__To do__: Update the material from its start up to and including the line with "46,145,100,616", replacing "Ground" with "Locate" and changing nothing else. Leave the pictures out of your answer.

__Given entries__:
__________________________________________________
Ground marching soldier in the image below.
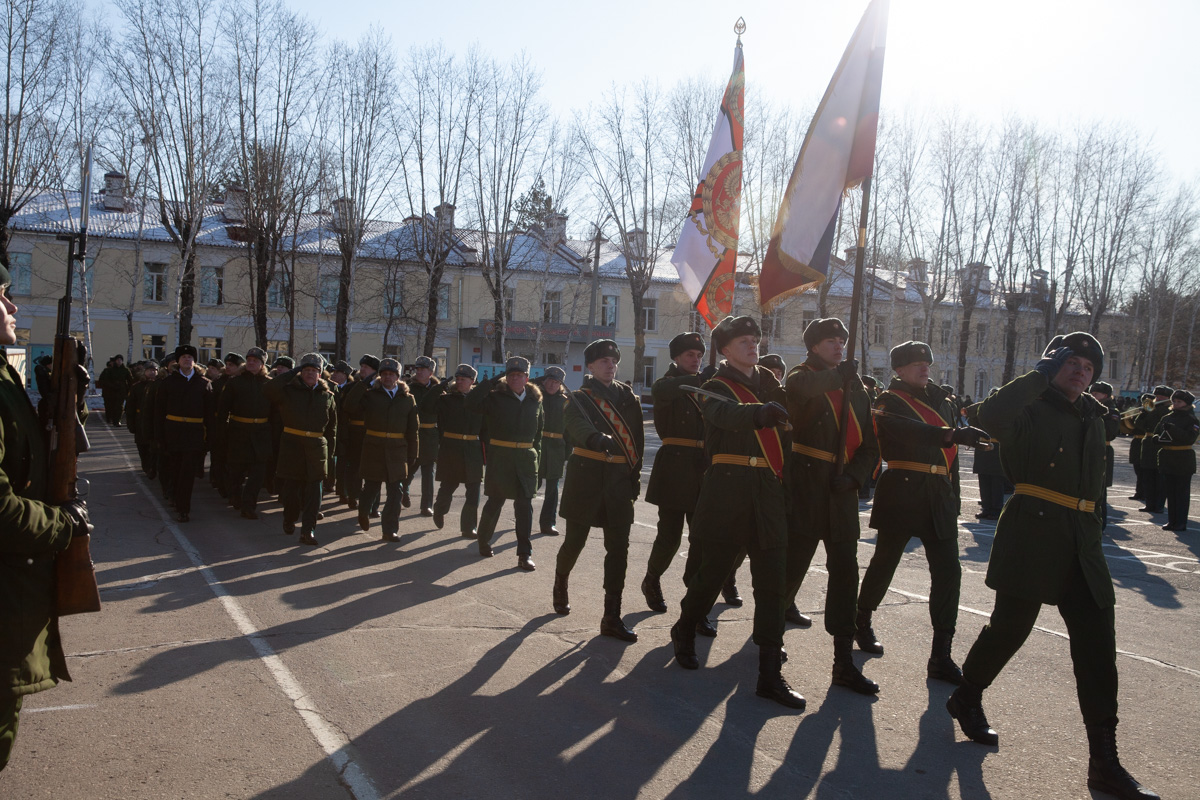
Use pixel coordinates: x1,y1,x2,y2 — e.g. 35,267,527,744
535,367,568,536
0,265,91,771
642,332,707,625
1154,389,1200,530
266,353,337,546
553,339,646,642
347,359,420,542
433,363,484,539
671,317,805,710
1134,386,1174,513
403,355,446,517
217,347,271,519
155,344,214,522
854,342,988,684
96,353,133,427
784,319,880,694
946,332,1158,799
467,356,545,572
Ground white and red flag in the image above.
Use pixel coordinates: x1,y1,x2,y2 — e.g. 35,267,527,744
671,40,745,327
758,0,888,309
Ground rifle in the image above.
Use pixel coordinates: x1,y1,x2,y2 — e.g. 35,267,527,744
46,145,100,616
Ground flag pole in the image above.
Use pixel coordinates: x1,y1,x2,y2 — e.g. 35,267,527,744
833,175,871,475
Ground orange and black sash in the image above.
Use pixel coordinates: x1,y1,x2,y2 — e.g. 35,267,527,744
713,377,784,480
580,389,642,470
888,389,959,470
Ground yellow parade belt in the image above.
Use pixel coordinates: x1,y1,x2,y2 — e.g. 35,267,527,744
283,428,325,439
662,437,704,447
571,447,626,464
888,461,950,475
713,453,770,469
792,441,838,464
1013,483,1096,513
367,428,404,439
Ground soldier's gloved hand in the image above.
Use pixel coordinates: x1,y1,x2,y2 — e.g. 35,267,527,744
947,426,988,447
829,474,858,494
59,500,96,537
1033,347,1074,380
754,401,787,428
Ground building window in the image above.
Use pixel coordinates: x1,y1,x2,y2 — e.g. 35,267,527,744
142,333,167,362
8,253,34,295
196,336,221,365
200,266,224,306
541,291,563,323
642,297,659,331
600,294,620,327
142,261,167,302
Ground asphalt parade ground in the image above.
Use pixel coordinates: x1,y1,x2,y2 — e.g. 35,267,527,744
0,419,1200,800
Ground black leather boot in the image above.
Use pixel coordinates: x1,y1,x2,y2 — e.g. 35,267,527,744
755,644,805,711
833,636,880,694
600,591,637,642
642,572,667,614
929,631,962,686
552,572,571,615
946,680,1000,747
854,608,883,656
1087,717,1158,800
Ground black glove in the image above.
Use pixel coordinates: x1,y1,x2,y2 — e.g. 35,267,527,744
835,359,858,381
754,401,787,428
1033,347,1074,380
829,475,858,494
949,426,988,447
59,500,96,537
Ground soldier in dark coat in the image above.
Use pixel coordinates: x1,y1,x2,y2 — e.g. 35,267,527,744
552,339,646,642
1154,389,1200,530
404,355,446,517
784,318,880,694
642,332,708,614
273,353,337,546
1134,386,1174,513
946,332,1158,799
467,356,545,572
534,367,568,536
347,359,420,542
433,363,484,539
0,265,90,771
96,353,133,426
671,317,805,710
856,342,988,682
217,347,271,519
155,344,215,522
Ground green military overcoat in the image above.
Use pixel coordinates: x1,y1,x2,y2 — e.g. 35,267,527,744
979,371,1115,608
467,378,546,500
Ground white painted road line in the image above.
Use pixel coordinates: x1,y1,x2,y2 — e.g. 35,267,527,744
104,427,379,800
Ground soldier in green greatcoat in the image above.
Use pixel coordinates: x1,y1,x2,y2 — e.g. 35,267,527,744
347,359,420,542
784,318,880,694
642,332,710,625
854,342,988,684
552,339,646,642
467,356,546,572
671,317,805,710
0,265,90,770
1154,389,1200,530
534,367,568,536
433,363,484,539
946,332,1158,800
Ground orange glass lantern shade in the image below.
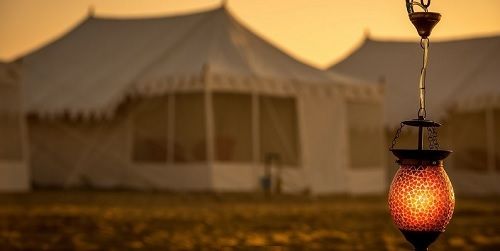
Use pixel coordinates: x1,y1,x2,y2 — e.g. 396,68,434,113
389,161,455,232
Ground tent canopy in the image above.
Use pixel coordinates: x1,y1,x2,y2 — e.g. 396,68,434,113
330,36,500,126
23,7,376,116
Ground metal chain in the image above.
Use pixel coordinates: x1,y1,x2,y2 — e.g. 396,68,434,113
417,38,429,119
389,123,405,150
427,127,439,150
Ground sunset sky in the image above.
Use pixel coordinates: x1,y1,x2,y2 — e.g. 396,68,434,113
0,0,500,68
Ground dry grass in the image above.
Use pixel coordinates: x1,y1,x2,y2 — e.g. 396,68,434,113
0,191,500,251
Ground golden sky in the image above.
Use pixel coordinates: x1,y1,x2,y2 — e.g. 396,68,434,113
0,0,500,68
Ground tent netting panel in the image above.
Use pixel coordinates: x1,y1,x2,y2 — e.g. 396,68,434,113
0,70,23,160
259,96,300,166
347,102,386,168
174,93,207,163
212,93,252,162
132,96,171,162
450,111,488,171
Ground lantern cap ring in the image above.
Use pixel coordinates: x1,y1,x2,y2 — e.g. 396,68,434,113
391,149,452,161
401,119,441,127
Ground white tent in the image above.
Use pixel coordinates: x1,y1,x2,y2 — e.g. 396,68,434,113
0,62,29,191
331,36,500,194
17,8,386,193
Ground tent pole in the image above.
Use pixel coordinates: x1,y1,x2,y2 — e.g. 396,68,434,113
167,93,175,164
252,91,260,168
486,107,496,172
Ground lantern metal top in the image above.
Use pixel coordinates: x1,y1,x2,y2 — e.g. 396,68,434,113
391,149,452,161
401,119,441,127
409,12,441,39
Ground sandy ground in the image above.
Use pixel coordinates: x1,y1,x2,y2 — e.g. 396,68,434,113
0,191,500,251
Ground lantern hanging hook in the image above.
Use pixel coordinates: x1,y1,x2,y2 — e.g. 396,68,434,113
406,0,431,14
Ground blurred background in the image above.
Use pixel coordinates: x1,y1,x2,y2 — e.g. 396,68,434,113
0,0,500,250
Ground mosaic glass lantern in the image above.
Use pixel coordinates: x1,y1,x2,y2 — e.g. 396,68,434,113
388,0,455,251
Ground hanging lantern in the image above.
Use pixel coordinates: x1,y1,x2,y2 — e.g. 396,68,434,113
389,0,455,251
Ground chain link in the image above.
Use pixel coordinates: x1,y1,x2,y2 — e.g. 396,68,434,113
389,123,405,150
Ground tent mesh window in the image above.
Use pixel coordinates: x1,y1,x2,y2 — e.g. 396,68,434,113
347,102,385,168
0,76,23,160
259,96,299,166
132,97,170,163
174,93,207,163
450,111,488,171
213,93,252,162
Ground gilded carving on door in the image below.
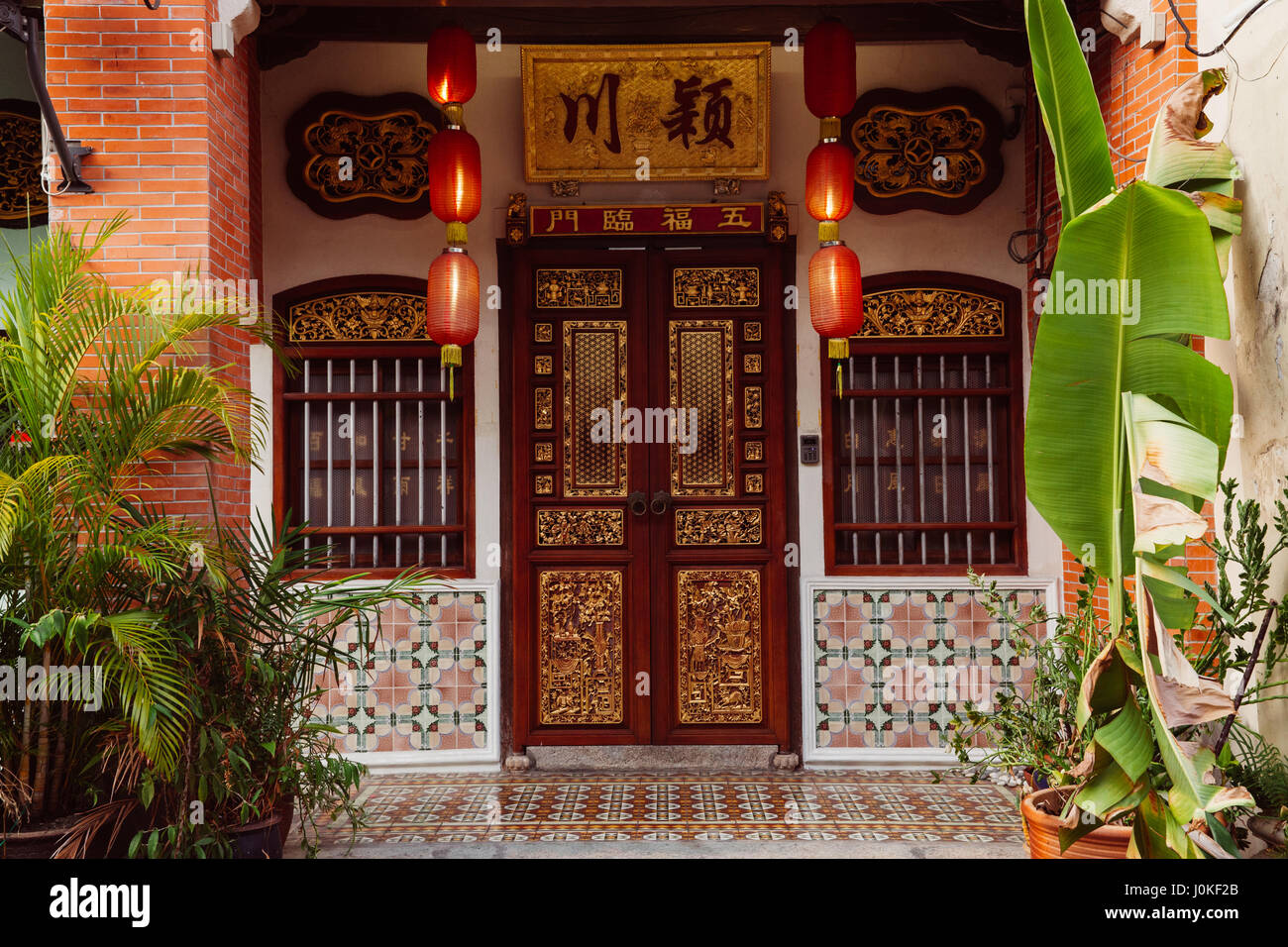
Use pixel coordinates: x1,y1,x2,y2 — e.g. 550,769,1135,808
675,570,763,724
669,320,734,496
537,570,622,724
563,320,628,496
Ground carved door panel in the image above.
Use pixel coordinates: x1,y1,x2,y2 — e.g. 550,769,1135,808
511,250,651,745
510,246,790,747
649,249,787,746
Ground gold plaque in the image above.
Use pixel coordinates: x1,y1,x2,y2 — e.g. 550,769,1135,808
522,43,769,181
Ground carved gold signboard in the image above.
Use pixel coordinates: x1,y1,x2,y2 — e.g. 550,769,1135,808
522,43,769,181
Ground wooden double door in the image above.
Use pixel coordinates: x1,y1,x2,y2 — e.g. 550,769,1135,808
502,243,796,749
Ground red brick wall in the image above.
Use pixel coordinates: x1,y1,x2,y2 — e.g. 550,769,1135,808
46,0,262,517
1026,7,1216,633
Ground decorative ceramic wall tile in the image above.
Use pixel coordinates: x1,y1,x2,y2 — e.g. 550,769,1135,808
317,591,488,753
814,588,1043,749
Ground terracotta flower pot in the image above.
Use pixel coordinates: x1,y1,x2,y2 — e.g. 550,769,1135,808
1020,788,1130,858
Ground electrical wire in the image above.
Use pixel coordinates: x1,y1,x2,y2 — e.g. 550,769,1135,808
1167,0,1270,59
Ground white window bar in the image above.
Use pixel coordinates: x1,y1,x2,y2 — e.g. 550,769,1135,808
894,356,903,566
847,356,859,566
394,359,402,569
349,359,358,569
438,365,447,566
984,356,997,565
962,356,974,566
416,359,425,566
939,356,952,566
371,359,383,567
917,356,926,566
303,359,313,552
871,356,881,566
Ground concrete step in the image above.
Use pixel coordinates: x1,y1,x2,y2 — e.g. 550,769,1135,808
505,745,800,773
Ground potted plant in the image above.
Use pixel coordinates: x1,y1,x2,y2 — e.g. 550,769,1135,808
0,218,254,853
1025,0,1253,857
130,520,429,857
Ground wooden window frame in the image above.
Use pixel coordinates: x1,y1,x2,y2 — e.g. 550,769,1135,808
271,275,476,579
819,270,1027,579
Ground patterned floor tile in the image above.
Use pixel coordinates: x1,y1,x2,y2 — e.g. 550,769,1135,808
316,770,1021,844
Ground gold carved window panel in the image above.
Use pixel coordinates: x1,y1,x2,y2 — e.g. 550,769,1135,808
857,288,1006,339
675,569,763,724
675,506,763,546
669,320,734,496
537,570,623,725
537,509,626,546
286,292,429,343
671,266,760,309
563,320,628,496
536,269,622,309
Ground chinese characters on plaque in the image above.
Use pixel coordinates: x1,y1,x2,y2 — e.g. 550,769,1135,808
523,43,769,181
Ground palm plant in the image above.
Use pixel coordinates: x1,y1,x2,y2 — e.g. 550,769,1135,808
1025,0,1252,857
0,218,262,818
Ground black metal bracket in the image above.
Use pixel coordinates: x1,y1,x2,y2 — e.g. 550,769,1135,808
0,0,94,194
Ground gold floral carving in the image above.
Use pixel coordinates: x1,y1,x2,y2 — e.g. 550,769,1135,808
537,509,626,546
859,288,1006,338
522,43,769,181
669,320,734,496
675,506,761,546
563,320,628,496
742,385,765,428
287,292,428,342
0,104,49,227
671,266,760,309
675,570,763,724
850,106,988,198
532,388,555,430
537,269,622,309
537,570,622,724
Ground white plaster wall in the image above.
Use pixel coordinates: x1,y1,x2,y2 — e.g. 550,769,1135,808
253,43,1060,592
1195,0,1288,749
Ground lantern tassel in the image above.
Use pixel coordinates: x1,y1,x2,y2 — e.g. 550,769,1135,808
438,344,461,401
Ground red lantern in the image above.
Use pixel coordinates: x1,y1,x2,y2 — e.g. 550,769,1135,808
425,249,480,398
808,243,863,395
805,20,859,119
805,142,854,220
429,128,483,245
425,26,478,106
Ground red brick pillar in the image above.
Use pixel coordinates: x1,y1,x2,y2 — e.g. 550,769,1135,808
46,0,263,518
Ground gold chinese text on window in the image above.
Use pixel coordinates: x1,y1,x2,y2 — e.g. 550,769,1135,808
522,43,769,181
859,288,1006,338
287,292,425,342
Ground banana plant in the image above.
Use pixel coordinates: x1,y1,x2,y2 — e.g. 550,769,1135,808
1025,0,1252,857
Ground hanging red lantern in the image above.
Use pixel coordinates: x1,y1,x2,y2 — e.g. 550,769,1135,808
425,26,478,107
805,142,854,228
808,243,863,395
805,20,859,138
429,128,483,246
425,248,480,398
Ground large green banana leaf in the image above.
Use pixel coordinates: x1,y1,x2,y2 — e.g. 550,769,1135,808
1145,69,1243,278
1024,0,1115,226
1024,181,1233,575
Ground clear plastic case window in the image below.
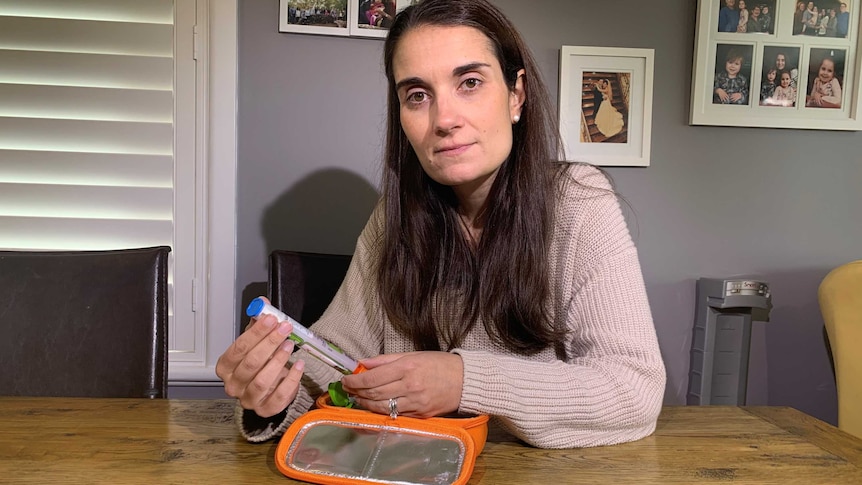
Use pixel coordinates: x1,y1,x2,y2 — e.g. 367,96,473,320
286,421,465,485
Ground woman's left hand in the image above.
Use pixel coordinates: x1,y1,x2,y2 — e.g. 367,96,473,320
341,352,464,418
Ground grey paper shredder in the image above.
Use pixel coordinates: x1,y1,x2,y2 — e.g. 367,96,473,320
686,278,772,406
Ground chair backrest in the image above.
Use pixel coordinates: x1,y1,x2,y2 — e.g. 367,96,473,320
818,260,862,438
0,246,170,398
268,250,352,326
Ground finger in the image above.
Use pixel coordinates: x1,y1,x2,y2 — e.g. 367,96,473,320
361,353,407,369
341,367,404,399
240,340,293,409
342,379,406,401
232,321,292,383
256,360,305,417
356,396,415,416
216,315,277,380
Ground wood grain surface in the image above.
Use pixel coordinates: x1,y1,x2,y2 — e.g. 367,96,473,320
0,397,862,485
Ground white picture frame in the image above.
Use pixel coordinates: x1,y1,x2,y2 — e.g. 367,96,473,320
348,0,419,39
689,0,862,130
559,46,654,167
278,0,354,37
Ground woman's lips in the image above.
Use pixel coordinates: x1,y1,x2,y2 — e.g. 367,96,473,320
434,143,473,156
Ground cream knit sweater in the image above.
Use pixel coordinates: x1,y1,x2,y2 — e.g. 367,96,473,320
237,164,665,448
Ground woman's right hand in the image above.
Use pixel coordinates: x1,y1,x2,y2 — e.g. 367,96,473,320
216,315,305,418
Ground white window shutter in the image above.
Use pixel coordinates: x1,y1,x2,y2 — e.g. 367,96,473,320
0,0,203,360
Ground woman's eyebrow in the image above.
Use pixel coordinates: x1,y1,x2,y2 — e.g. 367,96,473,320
452,62,491,76
395,62,491,91
395,77,425,92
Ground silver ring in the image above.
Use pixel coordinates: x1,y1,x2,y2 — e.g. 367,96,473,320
__________________________________________________
__Reply__:
Locate marching soldier in the image below.
Use pixel coordinates: x1,y1,x2,y2 — e.g. 35,267,527,744
535,367,568,536
0,265,91,771
642,332,707,625
1154,389,1200,530
266,353,337,546
553,339,646,642
347,359,420,542
433,363,484,539
671,317,805,710
1134,386,1174,513
403,355,446,517
217,347,271,519
155,344,214,522
854,342,988,684
96,353,133,427
784,319,880,694
946,332,1158,799
467,356,545,572
Locate white and red flag in the image above.
Use pixel coordinates: x1,y1,x2,y2 — e.g. 35,267,527,744
671,40,745,327
758,0,888,309
Locate rifle in the image above.
Use pixel coordinates: x1,y1,x2,y2 — e.g. 35,267,527,744
46,145,100,616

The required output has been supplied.